[Data entries]
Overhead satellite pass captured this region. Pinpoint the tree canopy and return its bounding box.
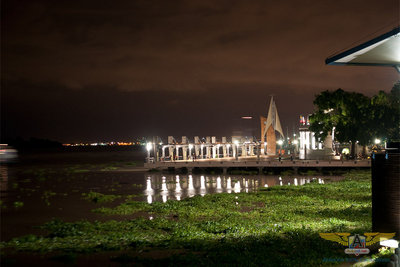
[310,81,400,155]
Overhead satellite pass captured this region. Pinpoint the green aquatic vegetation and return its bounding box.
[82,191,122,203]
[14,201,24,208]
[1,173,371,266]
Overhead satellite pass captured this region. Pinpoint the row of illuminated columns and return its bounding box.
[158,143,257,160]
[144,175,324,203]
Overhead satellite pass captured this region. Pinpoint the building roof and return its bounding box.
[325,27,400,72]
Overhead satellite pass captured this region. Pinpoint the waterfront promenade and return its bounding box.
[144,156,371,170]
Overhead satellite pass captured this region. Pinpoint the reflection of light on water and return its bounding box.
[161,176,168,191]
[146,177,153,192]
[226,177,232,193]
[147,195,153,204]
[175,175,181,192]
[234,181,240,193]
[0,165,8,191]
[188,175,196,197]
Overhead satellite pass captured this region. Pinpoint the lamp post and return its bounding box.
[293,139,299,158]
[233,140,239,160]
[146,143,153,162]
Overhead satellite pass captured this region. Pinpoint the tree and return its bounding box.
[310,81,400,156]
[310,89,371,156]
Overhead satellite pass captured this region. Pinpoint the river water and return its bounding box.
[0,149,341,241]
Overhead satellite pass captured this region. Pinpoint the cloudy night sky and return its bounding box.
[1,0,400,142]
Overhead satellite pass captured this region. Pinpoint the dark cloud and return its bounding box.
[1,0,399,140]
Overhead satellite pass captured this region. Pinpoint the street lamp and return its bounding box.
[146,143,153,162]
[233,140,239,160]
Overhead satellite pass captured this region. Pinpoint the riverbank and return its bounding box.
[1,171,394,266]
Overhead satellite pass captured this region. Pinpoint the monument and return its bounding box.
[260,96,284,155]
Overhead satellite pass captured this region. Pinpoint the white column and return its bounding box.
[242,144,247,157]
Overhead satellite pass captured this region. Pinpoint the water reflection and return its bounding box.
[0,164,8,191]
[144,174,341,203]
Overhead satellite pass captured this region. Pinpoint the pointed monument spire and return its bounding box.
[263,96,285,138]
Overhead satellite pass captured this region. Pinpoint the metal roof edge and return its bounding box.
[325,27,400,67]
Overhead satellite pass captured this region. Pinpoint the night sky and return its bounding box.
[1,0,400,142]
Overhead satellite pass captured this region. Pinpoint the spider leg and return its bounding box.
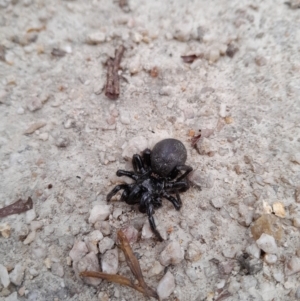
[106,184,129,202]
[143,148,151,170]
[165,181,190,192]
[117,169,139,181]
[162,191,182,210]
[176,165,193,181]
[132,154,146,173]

## Task statement
Reproduce every line of the material above character for character, omitting the pictures.

## Reply
Overhead satellite pass captured this region. Pinpoint the tree canopy and return its bounding box.
[310,81,400,155]
Overhead satellite pass captured this region. Pinpoint the green aquatic vegetation and return its bounding box.
[82,191,122,203]
[14,201,24,208]
[1,173,371,266]
Overhead satellite pass captured this region. Pinpoint the row of illuminated columns and return its bounding box.
[158,143,257,160]
[144,175,324,203]
Overhead satellite pass captured this region. Pinpoint the building roof and return its bounding box.
[325,27,400,72]
Overhead satellite pass captured this region. Pinpoint the waterfront promenade and return its bounding box.
[144,156,371,170]
Overhead satellite pass captured this region. Pinpoint the reflection of light on water and return its bounding box.
[161,176,168,191]
[146,177,153,192]
[226,177,232,193]
[147,195,153,204]
[175,175,181,192]
[234,181,240,193]
[0,165,8,191]
[188,175,196,197]
Overhead satellite pass captured this region. Pinpoint the lamp post and return its bounding box.
[293,139,299,158]
[233,140,239,160]
[146,143,153,162]
Overhead satellite pass captured this region. Pinpoint the tree and return its bounding box.
[310,81,400,156]
[310,89,371,156]
Overhead satellite pass captured this region. Pinpoint the river water and return its bounding box.
[0,149,341,241]
Overhead satellite pass captured this region. Pinpoint the cloudy night sky and return its bounding box.
[1,0,400,142]
Overhead satellite pass captured this region. Pinpoint the dark cloud and return its bounding box.
[1,0,399,140]
Overhead satellite pass captured this region. Pinpoint the street lamp and return its bounding box.
[146,143,153,162]
[233,140,239,160]
Overhead satellite pass captured this region. Pinpoint the riverbank and return its bounding box.
[1,171,394,266]
Overhead satellite pass captured this region. Pinpoint the monument and return its bounding box.
[260,96,284,155]
Overhead satellite pass captured this region. Pinpoint the white column and return its bounding box.
[242,144,247,157]
Overhead satellite pass captured this region. Pinpoint the water reflection and return its bounding box.
[0,164,8,191]
[144,174,341,203]
Overhead satellite pass captured this region. Pinpoint the pointed monument spire and return its bounding box.
[263,96,285,138]
Overhead satellite pass captured this region. Pinpoint the metal roof edge and return its bounding box.
[325,27,400,67]
Overhead satellite pass captured this region. Pinpoint the night sky and return its bounding box.
[1,0,400,142]
Overhead satellite pass captured this region. Pinpoint the spider leg and return its bounding box.
[106,184,129,202]
[143,148,151,170]
[165,181,190,192]
[117,169,139,181]
[162,191,182,210]
[176,165,193,181]
[132,154,146,173]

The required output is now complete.